__Directive 1__.
Please count the lines of the records that contain the word "sign" and give only the number.

Halt right there, Mr. Mayor

Hall of Famer Joe Morgan with Cincinnati mayor John Cranley.

Spare us, please, the political (lack of) class and its hyperbolic weigh-ins when sporting events transcend the particular sport itself, for better or worse. Or, when a sport legend passes on to the Elysian Fields. Mourning the death of a Reds legend, Cincinnati’s mayor proclaims concurrently a standing for the Reds’ arguable greatest team that the evidence rejects.

Hall of Fame second baseman Joe Morgan’s death Sunday provoked an outpouring of loss and grief to be expected of a player whose performance equaled his gifts and who was at least as good a man as he was a baseball player. It also provoked Cincinnati mayor John Cranley to amplifying knowledge and wisdom by standing athwart both.

“We all know the Big Red Machine was the greatest baseball team of all time,” Cranley tweeted upon the news of Morgan’s death, accompanied by a photograph of himself and Morgan at an outdoor event. “Joe Morgan was the MVP of both back-to-back ‘75 and ‘76 Reds World Series wins, making him the greatest second baseman of all time. This is a devastating loss to the MLB and Cincinnati. RIP to a legend.”

What do you mean we, white man?

Let’s get the second hyperbolic out of the way first. Back-to-back Most Valuable Player awards are staggering achievements in their own right. If those alone illustrate a player’s cumulative greatness, Roger Maris (1960-61)—whose greatness was short-enough lived, thanks to six parts injuries and half a dozen parts the searing the 1961 Babe Ruth home run chase left upon him—would have reached Cooperstown in a walk. So would Dale Murphy (MVP, 1982-83), if injuries hadn’t hastened and turned his decline phase into a cliff dive.

Back-to-back MVPs alone didn’t leave Morgan as the arguable greatest second baseman in Show history. His all-around play at the plate, on the bases, and at second base, to say nothing of the most wins above replacement-level player for any second baseman playing a truly integrated game, accomplished that. You could remove Morgan’s MVPs and he would still shake out as being that great.

Now to the first. The Big Red Machine was the greatest team in the National League in its time. No questions asked. If you measure by consecutive World Series wins, the 1970s Reds were the only NL team to do it. Two American League teams did it, too: the Bronx Zoo Yankees (1977-78) and the Oakland Athletics earlier in the decade.

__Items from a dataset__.
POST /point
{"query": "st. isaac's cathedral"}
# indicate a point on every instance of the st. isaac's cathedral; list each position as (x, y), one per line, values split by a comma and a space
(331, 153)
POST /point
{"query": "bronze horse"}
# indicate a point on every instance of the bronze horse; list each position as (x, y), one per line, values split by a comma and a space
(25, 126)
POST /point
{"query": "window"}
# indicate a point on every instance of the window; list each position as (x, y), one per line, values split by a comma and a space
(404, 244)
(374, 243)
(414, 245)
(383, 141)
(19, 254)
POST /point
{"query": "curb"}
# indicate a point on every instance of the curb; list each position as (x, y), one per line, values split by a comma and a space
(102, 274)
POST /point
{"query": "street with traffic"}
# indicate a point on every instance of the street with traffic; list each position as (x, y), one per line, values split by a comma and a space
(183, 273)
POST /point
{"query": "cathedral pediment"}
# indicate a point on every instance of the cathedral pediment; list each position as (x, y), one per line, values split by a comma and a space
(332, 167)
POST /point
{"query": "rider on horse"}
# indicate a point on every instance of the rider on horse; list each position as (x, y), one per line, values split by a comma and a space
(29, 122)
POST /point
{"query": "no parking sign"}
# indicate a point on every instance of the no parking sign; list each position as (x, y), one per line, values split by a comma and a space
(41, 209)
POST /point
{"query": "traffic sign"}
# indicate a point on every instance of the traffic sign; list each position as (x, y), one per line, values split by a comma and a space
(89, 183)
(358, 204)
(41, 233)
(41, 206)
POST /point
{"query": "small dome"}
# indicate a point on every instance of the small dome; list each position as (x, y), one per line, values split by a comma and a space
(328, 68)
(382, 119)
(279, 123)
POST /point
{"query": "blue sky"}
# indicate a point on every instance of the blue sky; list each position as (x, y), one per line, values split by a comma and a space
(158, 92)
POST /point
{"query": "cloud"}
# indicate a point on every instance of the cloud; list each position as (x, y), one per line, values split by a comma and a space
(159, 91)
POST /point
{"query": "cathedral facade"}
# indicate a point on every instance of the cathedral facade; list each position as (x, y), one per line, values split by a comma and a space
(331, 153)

__Directive 2__.
Answer these questions from the article about Joe Morgan's death:
(a) What photograph accompanied Cranley's tweet?
(b) In which years did Roger Maris win back-to-back MVP awards?
(c) Which two American League teams won consecutive World Series?

__Final answer 1__.
4

__Final answer 2__.
(a) A photograph of Cranley and Morgan at an outdoor event.
(b) 1960-61.
(c) The Bronx Zoo Yankees (1977-78) and the Oakland Athletics earlier in the decade.